## WHAT TO PRODUCE
Give back every record word for word, keeping the pictures out.

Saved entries
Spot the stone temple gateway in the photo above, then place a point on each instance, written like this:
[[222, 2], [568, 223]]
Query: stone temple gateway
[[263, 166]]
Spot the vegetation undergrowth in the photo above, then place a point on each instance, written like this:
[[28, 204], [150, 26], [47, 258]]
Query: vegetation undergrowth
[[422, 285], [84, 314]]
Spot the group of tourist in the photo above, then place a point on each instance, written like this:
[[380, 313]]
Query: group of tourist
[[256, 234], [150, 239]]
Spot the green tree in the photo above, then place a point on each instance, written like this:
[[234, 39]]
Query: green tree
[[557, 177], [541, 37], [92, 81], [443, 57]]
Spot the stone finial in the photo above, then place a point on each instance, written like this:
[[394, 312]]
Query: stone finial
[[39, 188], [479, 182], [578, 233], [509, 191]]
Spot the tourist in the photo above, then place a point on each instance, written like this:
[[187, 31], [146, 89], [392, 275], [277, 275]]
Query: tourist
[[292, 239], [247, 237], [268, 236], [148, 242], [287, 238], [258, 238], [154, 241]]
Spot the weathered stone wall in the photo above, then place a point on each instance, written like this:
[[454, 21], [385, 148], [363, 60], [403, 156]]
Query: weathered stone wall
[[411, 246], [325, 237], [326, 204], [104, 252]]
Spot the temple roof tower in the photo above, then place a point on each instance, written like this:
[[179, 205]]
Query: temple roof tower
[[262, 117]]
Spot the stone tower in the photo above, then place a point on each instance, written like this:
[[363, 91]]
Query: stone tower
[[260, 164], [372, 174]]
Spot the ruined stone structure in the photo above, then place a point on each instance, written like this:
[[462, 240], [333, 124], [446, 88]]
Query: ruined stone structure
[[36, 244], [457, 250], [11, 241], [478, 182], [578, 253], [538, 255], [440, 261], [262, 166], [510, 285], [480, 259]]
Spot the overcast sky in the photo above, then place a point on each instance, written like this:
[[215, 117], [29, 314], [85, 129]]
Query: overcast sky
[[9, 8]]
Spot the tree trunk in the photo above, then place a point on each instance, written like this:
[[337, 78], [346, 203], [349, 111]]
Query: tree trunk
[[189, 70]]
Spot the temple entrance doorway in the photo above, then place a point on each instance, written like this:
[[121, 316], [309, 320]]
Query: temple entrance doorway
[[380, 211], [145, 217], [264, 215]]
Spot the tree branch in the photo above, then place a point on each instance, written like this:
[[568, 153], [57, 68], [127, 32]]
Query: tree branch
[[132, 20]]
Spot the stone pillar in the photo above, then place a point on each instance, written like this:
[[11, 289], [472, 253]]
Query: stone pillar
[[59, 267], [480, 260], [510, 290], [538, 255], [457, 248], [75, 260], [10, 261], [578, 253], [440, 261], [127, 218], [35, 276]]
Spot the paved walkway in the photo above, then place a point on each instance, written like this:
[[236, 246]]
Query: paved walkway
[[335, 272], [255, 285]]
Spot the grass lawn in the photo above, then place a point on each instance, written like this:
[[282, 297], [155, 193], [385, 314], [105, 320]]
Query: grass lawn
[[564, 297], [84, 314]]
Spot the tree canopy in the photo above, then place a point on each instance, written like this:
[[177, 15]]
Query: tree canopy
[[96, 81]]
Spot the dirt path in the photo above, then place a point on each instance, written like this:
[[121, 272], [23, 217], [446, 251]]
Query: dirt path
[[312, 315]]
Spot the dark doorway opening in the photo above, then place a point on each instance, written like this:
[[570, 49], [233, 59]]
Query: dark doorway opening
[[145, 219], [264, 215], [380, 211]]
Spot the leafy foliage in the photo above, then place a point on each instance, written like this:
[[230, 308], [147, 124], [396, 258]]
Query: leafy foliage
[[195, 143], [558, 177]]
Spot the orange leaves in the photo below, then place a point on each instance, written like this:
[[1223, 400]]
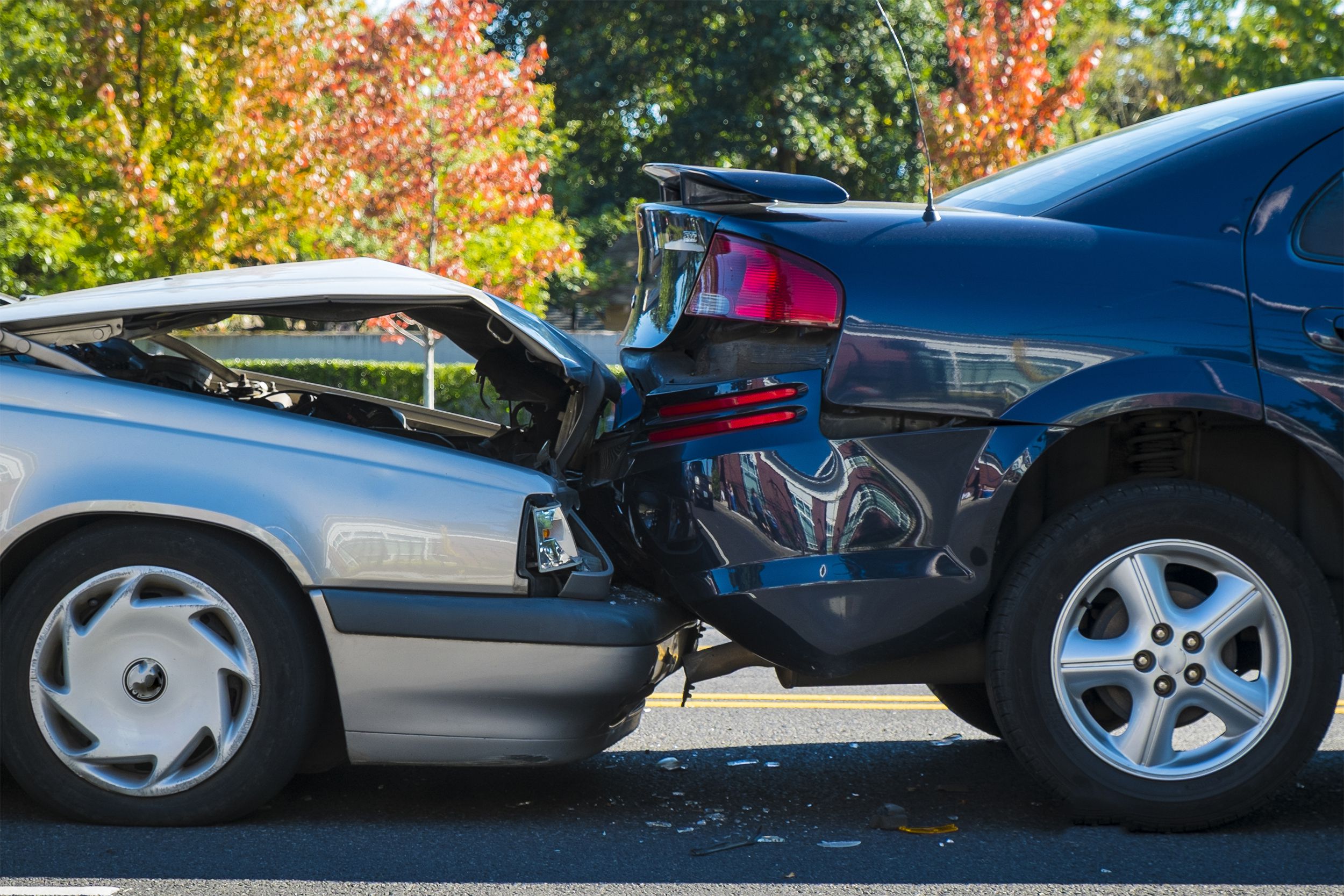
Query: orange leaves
[[1003, 106]]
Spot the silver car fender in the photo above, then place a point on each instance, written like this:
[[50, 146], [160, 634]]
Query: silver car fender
[[342, 507]]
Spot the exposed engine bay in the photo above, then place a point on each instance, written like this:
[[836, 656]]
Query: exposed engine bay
[[535, 404]]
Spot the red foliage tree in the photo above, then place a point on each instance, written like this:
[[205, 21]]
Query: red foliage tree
[[1003, 106], [439, 136]]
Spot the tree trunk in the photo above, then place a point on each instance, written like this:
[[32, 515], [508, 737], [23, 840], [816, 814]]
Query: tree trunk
[[429, 370]]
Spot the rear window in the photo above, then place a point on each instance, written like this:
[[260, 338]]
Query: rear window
[[1046, 182]]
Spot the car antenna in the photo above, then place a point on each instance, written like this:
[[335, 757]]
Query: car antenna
[[931, 213]]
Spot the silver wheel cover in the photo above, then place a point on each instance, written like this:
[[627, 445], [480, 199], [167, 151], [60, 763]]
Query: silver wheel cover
[[144, 682], [1245, 706]]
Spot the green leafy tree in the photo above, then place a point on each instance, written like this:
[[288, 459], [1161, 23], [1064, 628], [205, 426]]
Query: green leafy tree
[[111, 120], [811, 87]]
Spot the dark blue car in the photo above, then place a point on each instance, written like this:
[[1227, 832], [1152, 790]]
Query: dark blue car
[[1070, 454]]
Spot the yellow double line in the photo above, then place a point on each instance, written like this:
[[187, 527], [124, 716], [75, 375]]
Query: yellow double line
[[796, 701], [813, 701]]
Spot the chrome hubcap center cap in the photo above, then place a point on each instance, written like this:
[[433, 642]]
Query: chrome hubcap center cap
[[146, 680]]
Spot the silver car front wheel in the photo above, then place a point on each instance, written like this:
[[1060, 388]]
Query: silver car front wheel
[[158, 673], [144, 680]]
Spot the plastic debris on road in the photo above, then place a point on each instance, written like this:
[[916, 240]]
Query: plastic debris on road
[[888, 817], [726, 844]]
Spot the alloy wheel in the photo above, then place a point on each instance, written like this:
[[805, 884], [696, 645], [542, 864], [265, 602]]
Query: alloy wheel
[[1171, 658]]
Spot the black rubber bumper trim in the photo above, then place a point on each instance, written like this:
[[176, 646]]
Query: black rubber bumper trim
[[563, 621]]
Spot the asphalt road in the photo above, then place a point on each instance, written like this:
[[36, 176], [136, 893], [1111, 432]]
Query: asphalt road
[[621, 824]]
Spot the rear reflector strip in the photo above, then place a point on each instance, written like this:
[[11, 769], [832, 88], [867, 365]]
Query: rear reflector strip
[[726, 402], [714, 428]]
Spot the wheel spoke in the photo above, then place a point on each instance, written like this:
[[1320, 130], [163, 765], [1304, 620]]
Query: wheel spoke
[[1140, 583], [1234, 605], [227, 657], [1148, 739], [1090, 663], [1241, 704]]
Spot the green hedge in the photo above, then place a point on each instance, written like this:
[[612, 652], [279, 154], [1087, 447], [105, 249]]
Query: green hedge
[[455, 385]]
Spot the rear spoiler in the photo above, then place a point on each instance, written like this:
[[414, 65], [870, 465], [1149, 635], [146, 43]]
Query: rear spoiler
[[703, 186]]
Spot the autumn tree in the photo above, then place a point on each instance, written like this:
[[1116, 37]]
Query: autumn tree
[[112, 132], [1003, 106], [436, 148]]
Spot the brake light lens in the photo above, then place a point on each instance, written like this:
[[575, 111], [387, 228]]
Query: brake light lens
[[750, 281], [726, 402], [714, 428]]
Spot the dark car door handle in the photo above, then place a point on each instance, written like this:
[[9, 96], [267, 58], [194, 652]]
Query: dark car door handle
[[1326, 328]]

## RESULT FOR THIS TASK
Spot the stone temple gateway in the photo above, then place a point on each instance, written like this:
[[222, 2], [568, 223]]
Query: stone temple gateway
[[263, 166]]
Spot the vegetation undergrowth in the photo above, then place a point on each instance, written like this:
[[28, 204], [150, 26], [47, 258]]
Query: vegetation undergrowth
[[422, 285], [84, 314]]
Spot the group of tourist in the photo above, then place a point on each instance, written like this:
[[380, 313]]
Query: group of tourist
[[256, 234], [150, 239]]
Spot the green tree in the photo above, then place a point on each instance, written like this:
[[234, 39]]
Query: green tree
[[557, 177], [541, 37], [92, 81], [443, 57]]
Spot the stone finial in the photo above, then place a point on each instance, written like this:
[[394, 312]]
Query: stone finial
[[39, 188], [479, 182], [578, 233], [509, 191]]
Spot the tourist in the photo above, then place a point on each instance, written like this:
[[187, 31], [146, 89], [392, 275], [277, 275]]
Query: tourist
[[292, 239], [247, 237], [268, 236], [148, 242], [287, 238], [258, 238], [154, 241]]
Spot the weathered stone wall in the photo above, then place a point on each instance, written like this:
[[454, 21], [385, 148], [363, 60], [403, 156]]
Query: weathered stone wall
[[411, 246], [325, 237], [326, 204], [104, 252]]
Spot the temple roof tower in the photo above, then place a point on each instance, written like this:
[[179, 205]]
Query: temple roof tower
[[262, 117]]
Spot the stone tower in the photo above, then place a point on each instance, written like this:
[[363, 91]]
Query: stone tower
[[260, 164], [372, 174]]
Spot the ruined stone structure in the photo above, then place a point on each instance, written like this:
[[462, 240], [333, 124], [446, 88]]
Query: ruined stone structure
[[36, 244], [457, 250], [11, 241], [478, 182], [578, 253], [538, 255], [440, 261], [262, 166], [510, 285], [480, 259]]
Spot the overcast sky in the photo above, then place a point on each instance, written like this:
[[215, 117], [29, 314], [85, 129]]
Query: overcast sky
[[9, 8]]
Spot the tree trunk in the photo above, then place a point on each instance, written like this:
[[337, 78], [346, 203], [349, 111]]
Query: tree trunk
[[189, 70]]
Spot the temple entrance doorway in the photo above, then place a point on each instance, written like this:
[[121, 316], [309, 320]]
Query: temple entrance doorway
[[380, 211], [145, 217], [264, 215]]
Spot the tree branch in the photo above, then place a point on each instance, written like this:
[[568, 153], [57, 68], [127, 32]]
Query: tree branch
[[132, 20]]
Spot the stone pillar in the photo above, then place a point on each instance, written like this:
[[11, 289], [472, 253]]
Query: stone pillar
[[59, 267], [480, 260], [510, 290], [538, 255], [457, 248], [75, 260], [10, 261], [578, 253], [440, 261], [127, 218], [35, 276]]
Spot the paved walkway in the photo above, then place a point on each instance, written like this:
[[236, 246]]
Query: paved walkway
[[335, 272], [255, 285]]
Spot the grass lawn in the photo above, then place a point on each instance, written like this:
[[282, 297], [155, 193], [385, 314], [105, 320]]
Query: grass lawn
[[564, 297], [84, 314]]
Spot the tree canopy in the photo above, then place a point on each instance, written like this:
[[177, 15]]
Query: tree canopy
[[96, 81]]
Spot the dirt path in the photo above, then place a point on each instance, written like this:
[[121, 272], [23, 217], [446, 251]]
Query: dirt path
[[312, 315]]
Spot the dark doorway opening in the photo above, then place a point on each instance, written like this:
[[570, 49], [233, 59]]
Query: dark doorway opening
[[145, 219], [264, 215], [380, 211]]
Spot the leafy foliage in the photo above, then place a point on each instance, written like this:
[[230, 308], [147, 124], [396, 258]]
Query: leafy foliage
[[195, 143], [558, 177]]
Spot the orange leaves in the photo below, then place a point on each instance, written like this:
[[1223, 400]]
Query: orange leaves
[[1003, 106]]
Spot the silver car fender in the photo above, then place a point on each instance, written like this:
[[50, 146], [160, 634]]
Query: silver car fender
[[342, 507]]
Spot the exposed engine bay in the photo above, then place a point on each instance, written like this:
[[836, 656]]
Query: exposed engine bay
[[535, 404]]
Spot the red foliage tree in the photo above, then place a point on each instance, written like this:
[[205, 21]]
Query: red foliage tree
[[1003, 106], [439, 136]]
Spot the tree trunk in the photo above, then place a point on each instance, written like this:
[[32, 515], [508, 737], [23, 840], [816, 814]]
Query: tree trunk
[[429, 370]]
Spot the rear window in the photo above, then place a point on each instance, written like this:
[[260, 338]]
Query: rear window
[[1046, 182]]
Spot the car antenna in the photo above, then place a point on each instance, written like this:
[[335, 757]]
Query: car antenna
[[931, 213]]
Spot the silver wheel cover in the photo above, then place a point on each instance, written like this:
[[627, 445], [480, 199], [167, 151], [60, 763]]
Query: silver wheel cover
[[144, 682], [1245, 706]]
Spot the green leafy tree in the photo above, then place a point on each instance, written like this:
[[288, 459], [1161, 23], [1064, 628], [205, 426]]
Query: green leafy tree
[[111, 120], [811, 87]]
Spot the dark blue car in the photo above, then place a point on each instance, written like this:
[[1227, 832], [1152, 790]]
Query: dark blue car
[[1070, 454]]
Spot the yellow double line in the photo above, then place a point on each instance, written like this:
[[187, 527], [124, 716], [75, 375]]
Query: yellow double line
[[796, 701], [813, 701]]
Spot the chrome hubcap center cap in the photo above, then place a point on each instance, written like this:
[[433, 642]]
Query: chrome hubcap center cap
[[146, 680]]
Spot the silver car front wheel in the photo above, then place a point on each instance, written like this:
[[1060, 388]]
Query: silver car front wheel
[[158, 673], [144, 680]]
Spot the plastic debris on road in the photo above, then place a point on each instance, written like this:
[[916, 240]]
Query: plastic debris on road
[[888, 817], [726, 844]]
Spot the alloy wheel in the photo above, then place a point on each instance, written like this:
[[805, 884], [696, 645], [542, 864], [265, 602]]
Query: alloy wheel
[[1171, 658]]
Spot the black rubber bumper trim in the photo above, then place a point on each instance, written like this:
[[176, 646]]
Query: black rubber bumper trim
[[563, 621]]
Spot the asphalt road in the photo above, then place a point on each instance, written like this:
[[36, 176], [136, 893], [1111, 432]]
Query: asphalt road
[[621, 824]]
Spot the rear reflector strip in the photo above, then place a point on each instance, written like this:
[[11, 769], [832, 88], [867, 365]]
Query: rear reflector strip
[[726, 402], [714, 428]]
Spot the wheel spoke in the photo above, then place a point on each instance, written like this:
[[1320, 130], [163, 765], [1304, 620]]
Query: wheel spoke
[[1140, 583], [1234, 605], [227, 657], [1148, 739], [1090, 663], [1241, 704]]
Spot the green hedge in the photo above, then place a point on each instance, written like this:
[[612, 652], [279, 154], [1087, 447], [105, 249]]
Query: green hedge
[[455, 385]]
Spot the rear spoiler in the photo above, then place a point on each instance, written like this:
[[414, 65], [870, 465], [1149, 635], [146, 43]]
Query: rear spoiler
[[703, 186]]
Spot the autumn tree in the photo above, then place a point on each instance, written like this:
[[1116, 37]]
Query: autumn tree
[[112, 132], [1003, 106], [436, 148]]
Spot the brake light lens in the photo above, then place a point on each instance, written like this:
[[575, 111], [387, 228]]
Query: brake light lens
[[750, 281], [726, 402], [714, 428]]
Spot the dark car door handle in the photo above, then place a point on each instance, written like this:
[[9, 96], [267, 58], [194, 652]]
Query: dark car door handle
[[1326, 328]]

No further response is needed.